▶ _DATA TO PROCESS_:
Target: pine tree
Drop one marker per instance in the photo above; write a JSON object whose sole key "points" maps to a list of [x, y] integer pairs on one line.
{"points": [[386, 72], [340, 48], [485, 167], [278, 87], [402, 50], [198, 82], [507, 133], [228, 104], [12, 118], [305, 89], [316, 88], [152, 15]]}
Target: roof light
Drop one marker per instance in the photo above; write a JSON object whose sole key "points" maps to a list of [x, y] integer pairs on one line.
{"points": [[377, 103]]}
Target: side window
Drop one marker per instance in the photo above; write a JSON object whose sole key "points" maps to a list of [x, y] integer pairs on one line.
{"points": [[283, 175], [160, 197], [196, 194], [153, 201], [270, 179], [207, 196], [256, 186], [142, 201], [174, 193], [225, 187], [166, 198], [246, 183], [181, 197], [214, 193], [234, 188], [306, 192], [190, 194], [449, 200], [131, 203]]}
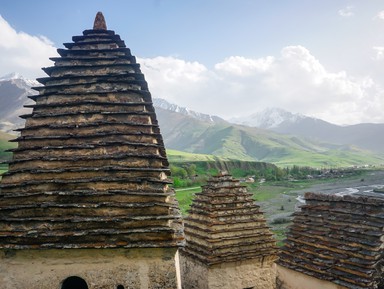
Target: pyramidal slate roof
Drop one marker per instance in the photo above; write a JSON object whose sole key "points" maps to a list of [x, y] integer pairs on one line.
{"points": [[338, 239], [90, 170], [226, 225]]}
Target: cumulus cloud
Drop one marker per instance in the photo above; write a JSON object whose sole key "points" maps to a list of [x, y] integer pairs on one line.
{"points": [[380, 15], [347, 11], [294, 80], [379, 52], [23, 53]]}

▶ _WRITTEN INSTRUCTION_:
Please write out all the lines above again, substituting "pin" for "marker" and changing nothing else. Omit the pictures.

▶ _RESULT OF THE TASK_:
Target: pine tree
Drop one pin per instance in the photo above; write a JSON object whose sole key "points" maps to a list of [x, y] integer pairs on one line.
{"points": [[386, 72], [340, 48], [485, 167], [278, 87], [402, 50], [198, 82], [507, 133], [228, 104], [12, 118], [305, 89], [316, 88], [152, 15]]}
Target: roof light
Drop one pin per instance in the photo above; write a JSON object whose sole key "points" maps to a list of [x, y] integer pairs on one line.
{"points": [[377, 103]]}
Target: side window
Drop one pin per instance in the photo above; write a JSON object whose sole key "points" maps to a list of [x, y] integer pairs on one line.
{"points": [[283, 175], [160, 197], [196, 194], [153, 201], [270, 179], [207, 196], [256, 186], [142, 201], [174, 193], [225, 187], [166, 198], [246, 183], [181, 197], [214, 193], [234, 188], [306, 192], [190, 194], [449, 200], [131, 203]]}
Target: pyramidal slate roof
Drop one pin per instance in the photo above; write a JSON object whose sole key "points" maps to a list of [x, y] integer pairs on one line.
{"points": [[338, 239], [90, 170], [226, 225]]}
Target: cumulus cloud
Drop one pin per instance in the photo above; write a JSON object whose sole key "points" maps to a list of [x, y] integer pairs on one line.
{"points": [[380, 15], [347, 11], [294, 80], [379, 52], [23, 53]]}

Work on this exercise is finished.